Stored data entries

━━━━━━━━━━━━━━━━━━━━

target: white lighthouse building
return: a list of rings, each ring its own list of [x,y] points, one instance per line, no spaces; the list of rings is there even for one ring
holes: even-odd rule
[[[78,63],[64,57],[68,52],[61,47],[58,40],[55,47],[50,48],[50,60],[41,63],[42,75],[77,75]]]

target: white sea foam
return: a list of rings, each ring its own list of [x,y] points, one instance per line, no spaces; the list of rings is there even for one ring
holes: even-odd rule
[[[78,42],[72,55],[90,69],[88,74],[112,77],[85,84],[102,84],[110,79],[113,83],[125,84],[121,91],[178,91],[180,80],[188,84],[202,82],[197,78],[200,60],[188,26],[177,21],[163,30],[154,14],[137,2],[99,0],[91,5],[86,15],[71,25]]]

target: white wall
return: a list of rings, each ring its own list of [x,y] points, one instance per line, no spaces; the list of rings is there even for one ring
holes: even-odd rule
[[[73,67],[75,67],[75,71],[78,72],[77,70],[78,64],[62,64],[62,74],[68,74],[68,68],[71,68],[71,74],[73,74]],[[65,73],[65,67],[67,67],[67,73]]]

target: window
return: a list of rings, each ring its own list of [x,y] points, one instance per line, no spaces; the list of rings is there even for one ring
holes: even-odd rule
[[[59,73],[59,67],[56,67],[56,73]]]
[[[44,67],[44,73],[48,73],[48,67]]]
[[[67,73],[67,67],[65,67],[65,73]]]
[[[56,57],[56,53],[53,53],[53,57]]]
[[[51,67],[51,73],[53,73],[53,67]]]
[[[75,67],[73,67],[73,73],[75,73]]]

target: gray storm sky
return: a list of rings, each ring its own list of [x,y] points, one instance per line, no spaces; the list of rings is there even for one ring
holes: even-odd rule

━━━━━━━━━━━━━━━━━━━━

Exercise:
Rewrite the records above as a JSON list of strings, with one string per line and blank lines skipped.

Solution below:
[
  "target: white lighthouse building",
  "return: a list of rings, each ring its own list of [x,y] points, one instance per line, no spaces; the list of rings is there even for one ring",
  "holes: even-odd rule",
  "[[[78,63],[64,57],[68,52],[61,47],[58,40],[55,47],[50,48],[50,60],[41,63],[42,75],[77,75]]]",
  "target: white sea foam",
  "return: a list of rings, each ring its own list of [x,y] points, one instance per line, no spaces; the list of rings is there even for one ring",
  "holes: even-odd rule",
  "[[[78,42],[72,55],[90,69],[88,74],[112,77],[85,84],[102,84],[110,79],[113,83],[125,84],[121,91],[178,91],[180,80],[188,84],[202,82],[197,78],[200,60],[188,26],[177,21],[163,30],[154,14],[137,2],[99,0],[91,5],[86,15],[71,25]]]",
  "target: white wall",
  "return: a list of rings, each ring its own list of [x,y] points, one instance per line, no spaces; the list of rings is there even for one ring",
  "holes: even-odd rule",
  "[[[73,67],[75,67],[75,71],[78,72],[77,70],[78,64],[62,64],[62,74],[68,74],[68,68],[71,68],[71,74],[73,74]],[[65,73],[65,67],[67,67],[67,73]]]",
  "target: window",
  "return: a list of rings, each ring its own list of [x,y] points, one instance per line, no spaces; the list of rings is there even for one ring",
  "holes: even-odd rule",
  "[[[59,73],[59,67],[56,67],[56,73]]]",
  "[[[44,67],[44,73],[48,73],[48,67]]]",
  "[[[67,73],[67,67],[65,67],[65,73]]]",
  "[[[56,57],[56,53],[53,53],[53,57]]]",
  "[[[51,67],[51,73],[53,73],[53,67]]]",
  "[[[75,67],[73,67],[73,73],[75,73]]]",
  "target: gray storm sky",
  "return: a list of rings, each ring its own list of [x,y] points, one instance per line, no spaces; the list of rings is there even for one ring",
  "holes: even-odd rule"
]